====== Data to examine

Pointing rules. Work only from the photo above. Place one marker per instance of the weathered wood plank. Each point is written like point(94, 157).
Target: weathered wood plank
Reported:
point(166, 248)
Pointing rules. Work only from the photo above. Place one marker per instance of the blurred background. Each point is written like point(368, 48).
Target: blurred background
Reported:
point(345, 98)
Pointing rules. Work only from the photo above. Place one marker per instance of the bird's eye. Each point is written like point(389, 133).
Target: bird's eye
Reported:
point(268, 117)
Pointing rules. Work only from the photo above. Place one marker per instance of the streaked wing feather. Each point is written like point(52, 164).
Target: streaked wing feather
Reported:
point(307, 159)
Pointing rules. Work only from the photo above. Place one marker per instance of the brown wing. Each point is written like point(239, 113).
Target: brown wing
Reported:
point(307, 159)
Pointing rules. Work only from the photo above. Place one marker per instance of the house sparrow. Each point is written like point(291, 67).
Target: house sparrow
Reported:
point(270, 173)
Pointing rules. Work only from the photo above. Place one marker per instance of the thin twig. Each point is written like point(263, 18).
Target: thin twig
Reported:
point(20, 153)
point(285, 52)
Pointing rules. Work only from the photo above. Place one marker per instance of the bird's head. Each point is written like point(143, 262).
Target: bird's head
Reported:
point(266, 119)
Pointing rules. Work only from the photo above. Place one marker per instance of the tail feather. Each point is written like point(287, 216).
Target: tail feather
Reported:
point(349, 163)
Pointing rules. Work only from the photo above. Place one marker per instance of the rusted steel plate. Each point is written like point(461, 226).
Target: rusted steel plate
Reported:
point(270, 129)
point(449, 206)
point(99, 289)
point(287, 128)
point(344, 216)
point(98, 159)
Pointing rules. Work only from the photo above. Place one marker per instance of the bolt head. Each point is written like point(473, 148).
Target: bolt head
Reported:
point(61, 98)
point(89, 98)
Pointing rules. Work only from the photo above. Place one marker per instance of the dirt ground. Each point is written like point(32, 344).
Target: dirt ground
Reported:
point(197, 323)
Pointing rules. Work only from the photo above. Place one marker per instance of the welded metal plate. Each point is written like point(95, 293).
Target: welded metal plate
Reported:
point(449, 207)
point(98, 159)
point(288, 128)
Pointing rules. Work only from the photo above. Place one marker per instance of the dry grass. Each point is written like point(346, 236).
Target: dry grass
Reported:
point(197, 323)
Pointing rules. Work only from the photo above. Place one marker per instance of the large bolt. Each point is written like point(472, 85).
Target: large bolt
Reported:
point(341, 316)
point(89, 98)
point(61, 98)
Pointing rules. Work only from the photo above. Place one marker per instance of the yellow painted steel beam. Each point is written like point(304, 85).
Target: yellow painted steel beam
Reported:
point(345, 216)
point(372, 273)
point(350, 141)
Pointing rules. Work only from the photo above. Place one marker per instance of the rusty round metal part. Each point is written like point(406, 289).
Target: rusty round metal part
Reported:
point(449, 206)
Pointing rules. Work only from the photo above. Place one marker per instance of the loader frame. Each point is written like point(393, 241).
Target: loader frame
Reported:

============

:: Activity ::
Every line of the material above must be duplicated exactly.

:: Result of this exercise ::
Pointing rules. Work only from the photo above. Place one marker per instance of the weathered wood plank. Each point is written like point(94, 157).
Target: weathered wood plank
Reported:
point(166, 248)
Pointing rules. Work only from the photo above. Place one marker per instance of the blurred background. Each point is written like point(368, 48).
Target: blurred background
Reported:
point(345, 98)
Pointing rules. Work only from the photo above. Place one marker per instance of the bird's eye. Each point is written like point(389, 133).
Target: bird's eye
Reported:
point(268, 117)
Pointing rules. Work only from the photo above. Place one marker per instance of the streaked wing feather. Each point is written like point(52, 164).
Target: streaked wing feather
Reported:
point(307, 159)
Pointing rules. Work only from the photo above. Place one marker per instance of the brown wing. Each point is written like point(239, 113).
Target: brown wing
Reported:
point(307, 159)
Pointing rules. Work only from the photo above. Place one marker per instance of the house sparrow. Each point is written like point(291, 67).
Target: house sparrow
Reported:
point(270, 173)
Pointing rules. Work only from the photo above. Place one marker per instance of the thin twig. Each point is written like point(263, 18).
Target: thin twig
Reported:
point(20, 153)
point(285, 52)
Pointing rules. Work only from the photo above. Place one marker per instance of the bird's head. Each point is written like point(143, 262).
Target: bird's head
Reported:
point(266, 119)
Pointing rules. Work only from the photo above. Place one marker per instance of the tail feather. Each point is written like point(287, 216).
Target: tail feather
Reported:
point(349, 163)
Pointing rules. Work only from the photo above. Place one marker per instance of the rusted steel plate. Each point is written like point(461, 226).
Target: rusted steel plate
Reported:
point(270, 129)
point(449, 206)
point(99, 289)
point(287, 128)
point(344, 216)
point(98, 159)
Pointing rules. Work only from the photo above. Place one marker per instance of the bolt head. Each point is written like point(473, 148).
Target: bolt head
Reported:
point(61, 98)
point(89, 98)
Pointing rules. Work only from the photo above. Place one marker per instance of the dirt ground. Each point is written like point(32, 344).
Target: dirt ground
Reported:
point(197, 323)
Pointing rules. Work only from the photo above. Place one marker per instance of the welded metal plate. Each point is written like point(95, 293).
Target: welded metal plate
Reported:
point(449, 207)
point(98, 159)
point(288, 128)
Pointing rules. Work only from the photo above. Place one marker per instance of the dry grass. Each point is written like point(346, 236).
Target: dry grass
Reported:
point(197, 323)
Pointing rules. Work only from the photo above. Place one marker per instance of the large bolt. Each point is written like point(472, 85).
Target: large bolt
Reported:
point(341, 316)
point(89, 98)
point(61, 98)
Pointing rules. Work only from the photo above. Place one marker per instance of the yellow painted steel beam. Each point is written like point(304, 85).
Target: yellow painted steel beam
Reported:
point(345, 216)
point(372, 273)
point(350, 141)
Pointing rules. Work only from the photo above. Place one marker per instance of the rusty round metal part. Each point is written like point(406, 289).
Target: rusty round metal part
Reported:
point(449, 206)
Pointing rules. Work only from the photo above. Place one marker per instance of the loader frame. Each point is written like point(393, 241).
Target: loader frame
Reported:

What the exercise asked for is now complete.